— Selected passage —
Mercurial users use MQ for this process, and to me it seems like it's a better and safer method with an uglier UI.

With MQ, once you were ready to create your three commits you would say:

`hg qnew file1 file2 ... --message 'Fix the foo bug'`

`hg qnew file2 file3 ... --message 'Add feature bar'`

`hg qnew file4 file5 ... --message 'Add feature baz'`

Now you've got three patches that appear (mostly) as normal changesets in your repo.

You can `hg qpop` back to the beginning of the set, run your tests, fix anything that's broken and add it into the patch. Then you would `hg qpush` the next patch and do the same thing.

Once you know that all three patches represent a working state you can `hg qfinish --all` to turn them into vanilla commits.

Yes, it's more work, but you've got three "logical" commits that actually work, instead of three "logical" commits that might hopefully work.

MQ is also great for the open source workflow you mention, where you send your patches to a mailing list (for example), get feedback, and rework them.

If someone tells you changeset X has problem Y, you can just `hg qpop` back to the patch, fix Y, refresh the patch with that change, and retest/resend.

If you want even more crazy power, you can make the directory containing your patches a Mercurial repository, which lets you track the evolution of your patches over time. It's very weird and meta, but extremely powerful.

masklinn15y ago

> Mercurial users use MQ for this process, and to me it seems like it's a better and safer method with an uglier UI.

MQ lets you do the exact same thing as the interactive rebase. It's not like it forces you to go back and ensure every single patch is correct after you've qfolded some together or reordered them.

> You can `hg qpop` back to the beginning of the set, run your tests, fix anything that's broken and add it into the patch. Then you would `hg qpush` the next patch and do the same thing.

And you can do the exact same thing with your git commits before pushing them, last time i checked MQ had `qpush -a` and did not force you to run your tests between two qpushs.

> Yes, it's more work

Indeed. And if you have no problem with that more work, you can do it just as well with git. MQ doesn't magically make people care.

> If someone tells you changeset X has problem Y, you can just `hg qpop` back to the patch, fix Y, refresh the patch with that change, and retest/resend.

No you can't. Because if it's a changeset (rather than a patch in a series) then you've already qfinished it and pushed it to a public repository, and you're now rewriting public history.

I don't like git for a number of reasons, but this is a terrible strawman: git provides all the tools needed to ensure each and every commit is correct (whereas bazaar, for instance, doesn't. Not without untold amounts of pain anyway), and I've seen a number of blag posts and comments which recommended exactly that approach: tinker on your local branch, rewrite to your heart's content, and before you push anything to remote test each commit individually. There is nothing which prevents you from doing that, just as there is nothing that forces you to do that with mercurial.

— Tasks and exercises —
#1 List the commit messages given in the three `hg qnew` commands in the Mercurial MQ thread.
#2 Pick up the Mercurial MQ thread after its last sentence and write the next part.

— Information shown —
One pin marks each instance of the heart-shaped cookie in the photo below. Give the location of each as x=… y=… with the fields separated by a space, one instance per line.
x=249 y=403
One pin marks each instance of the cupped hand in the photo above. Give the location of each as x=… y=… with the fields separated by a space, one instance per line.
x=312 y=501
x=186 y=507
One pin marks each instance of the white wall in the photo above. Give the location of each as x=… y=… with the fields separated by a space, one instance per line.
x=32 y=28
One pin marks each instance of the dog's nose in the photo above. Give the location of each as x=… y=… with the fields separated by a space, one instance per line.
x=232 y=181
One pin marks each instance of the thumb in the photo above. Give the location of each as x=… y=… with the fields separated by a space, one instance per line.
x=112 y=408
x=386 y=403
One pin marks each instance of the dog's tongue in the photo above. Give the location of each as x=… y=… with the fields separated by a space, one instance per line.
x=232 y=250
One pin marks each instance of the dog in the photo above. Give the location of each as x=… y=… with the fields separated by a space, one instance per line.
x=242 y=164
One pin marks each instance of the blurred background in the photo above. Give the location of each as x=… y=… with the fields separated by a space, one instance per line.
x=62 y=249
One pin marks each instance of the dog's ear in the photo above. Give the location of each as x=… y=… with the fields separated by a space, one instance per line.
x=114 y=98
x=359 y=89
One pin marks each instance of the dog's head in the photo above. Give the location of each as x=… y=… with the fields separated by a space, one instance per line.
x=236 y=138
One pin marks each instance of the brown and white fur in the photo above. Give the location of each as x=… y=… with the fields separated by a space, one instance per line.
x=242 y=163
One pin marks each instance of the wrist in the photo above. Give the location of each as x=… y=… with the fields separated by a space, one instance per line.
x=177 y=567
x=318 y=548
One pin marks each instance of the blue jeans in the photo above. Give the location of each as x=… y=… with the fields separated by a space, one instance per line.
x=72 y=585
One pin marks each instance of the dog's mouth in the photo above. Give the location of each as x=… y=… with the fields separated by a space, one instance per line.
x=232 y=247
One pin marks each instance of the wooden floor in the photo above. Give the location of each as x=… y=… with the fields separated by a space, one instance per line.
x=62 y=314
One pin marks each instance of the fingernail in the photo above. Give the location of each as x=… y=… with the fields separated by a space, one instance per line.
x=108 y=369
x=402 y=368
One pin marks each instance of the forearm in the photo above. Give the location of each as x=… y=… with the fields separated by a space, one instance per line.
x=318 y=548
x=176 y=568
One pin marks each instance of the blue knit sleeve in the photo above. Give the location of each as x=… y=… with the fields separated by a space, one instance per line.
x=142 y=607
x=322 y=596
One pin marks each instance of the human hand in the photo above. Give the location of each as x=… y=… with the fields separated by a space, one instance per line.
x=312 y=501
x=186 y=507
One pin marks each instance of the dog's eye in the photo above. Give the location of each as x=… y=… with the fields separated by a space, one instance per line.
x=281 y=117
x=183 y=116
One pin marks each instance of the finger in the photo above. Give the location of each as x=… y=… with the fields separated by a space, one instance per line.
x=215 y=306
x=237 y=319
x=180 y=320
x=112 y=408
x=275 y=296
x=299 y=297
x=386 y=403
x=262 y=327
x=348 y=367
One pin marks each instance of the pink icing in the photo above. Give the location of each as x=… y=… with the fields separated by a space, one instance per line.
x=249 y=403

— Answers per task —
#1
'Fix the foo bug'
'Add feature bar'
'Add feature baz'

#2
1 more reply

jamie_ca15y ago

> The author is not arguing against making small, logical commits. He's arguing against making a ton of changes in your working directory, then running `git add file1, file2... ; git commit` a bunch of times in a row to record a series of commits. > The problem with this is exactly the one he mentioned: almost no one ever goes back and makes sure each commit actually builds and passes tests.

Right. For git, IMO the right way to do this is:

    $ git add -p # stage the first bunch of changes you want to commit
    $ git stash save -k # push all the unstaged changes to the stash
    $ # build your code, run tests, whatever
    $ # repeat until it builds clean
    $ git commit # record the clean (possibly fixed) commit
    $ git stash pop # get your other original changes back

Repeat as needed until all your stuff is committed. If you can't make a subset of your changes build clean, then it's not independent and should not be committed standalone.

dlsspy15y ago

I like to polish my commits and make them be concise, informative and correct. I wrote a tool to help with some of that: http://dustin.github.com/2010/03/28/git-test-sequence.html

It takes time to write a good change, but it takes way, way more time to figure out what the purpose of some random change was later. I've had people contribute code to a project and try to tell me they didn't understand it well enough to separate it and document it. If you don't understand it, how can I possibly understand it?

The largest, least well-documented commits are the ones that seem to cause the most confusion when I go back to figure them out.

pjstadig15y ago

I never said that one should not make small logical commits. I just think you should actually work that way, instead of trying to fake it after the fact.

It sounds like you are, so cheers!

gte910h15y ago· 2 in thread

Grow up. It's source control, not marriage. Sometimes it makes sense to make bigger commits (there is lots of reasons to sometimes present the checkin in a manner other than 1000 little incremental fixes; its a naive techie who thinks otherwise) or fix those you have made. Get over it and relax; don't try to add morals to source control.

andybak15y ago

He is light-heartedly using 'morals' as a part of his schtick. No-one is expected to take it seriously.

Underneath the style there are some interesting points being made about how certain uses of certain features breaks other features. I'd be interested to hear your rebuttal.

gte910h15y ago

This is supposed to be light hearted?

What am I supposed to rebut? He gives little reason why the features says get broken are more important than the other things. He just states it.

3 more replies

santry15y ago· 1 in thread

> [If you use git merge --squash some-branch] [w]hen a QA person or your boss says, "Hey, is some-feature {merged into QA, deployed}" you have to resort to `git log` spelunking.

Of course you shouldn't use merge --squash in that context. That doesn't mean you should never use merge --squash. You just shouldn't use it to rewrite public history. Do you have a local branch in which you fixed some bugs and which branch has not been pushed out to the world and would you like to use merge --squash to merge it into master? Go for it! But if that branch _has_ been pushed out to the world, just use a regular merge.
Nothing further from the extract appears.